■ **WRITTEN EXERCISE A**
In one to three sentences, explain what the list of personal favourites gives as the cause of Henry VIII's ongoing pain.
■ **WRITTEN EXERCISE B**
Please copy the stretch of the list of personal favourites from "Detail of portrait" through "general personal decline.", word for word.

Almanac Life: Ten Personal Favourites

 

Ten Personal Favourites

 

Favourite composer: Mozart. From the precocious compositions of his childhood, through to the Requiem left unfinished at his death at the age of thirty-five, his work is never less than wonderful, and indicative of someone worthy of the name of Amadeus, beloved of God.

 

 

Detail of portrait of Mozart by his brother-in-law, Joseph Lange, oil on canvas, 1782. Mozart Museum, Salzburg. [Source: Wikimedia Commons.]

 

Favourite English king: Henry VIII. In many ways, particularly before the latter part of his life, he was a highly impressive figure of the English Renaissance: author, poet, multi-linguist, musician and athlete. Severe injuries in a jousting match in January 1536 left him in ongoing pain and certainly contributed to considerable psychological distress, as well as physical and general personal decline.

■ **DATA SECTION**
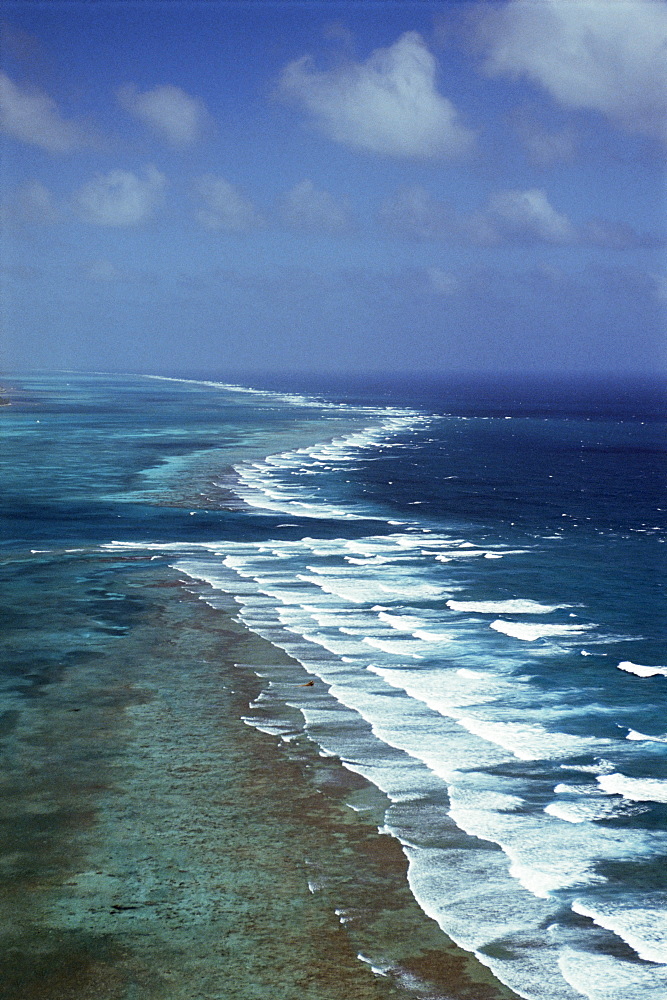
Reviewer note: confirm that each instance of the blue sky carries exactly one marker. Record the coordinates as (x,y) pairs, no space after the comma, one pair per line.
(363,186)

■ **WORKED SOLUTION A**
Henry VIII was left in ongoing pain by severe injuries he suffered in a jousting match in January 1536. The injuries also contributed to his considerable psychological distress and to his physical and general personal decline.

■ **WORKED SOLUTION B**
Detail of portrait of Mozart by his brother-in-law, Joseph Lange, oil on canvas, 1782. Mozart Museum, Salzburg. [Source: Wikimedia Commons.]

 

Favourite English king: Henry VIII. In many ways, particularly before the latter part of his life, he was a highly impressive figure of the English Renaissance: author, poet, multi-linguist, musician and athlete. Severe injuries in a jousting match in January 1536 left him in ongoing pain and certainly contributed to considerable psychological distress, as well as physical and general personal decline.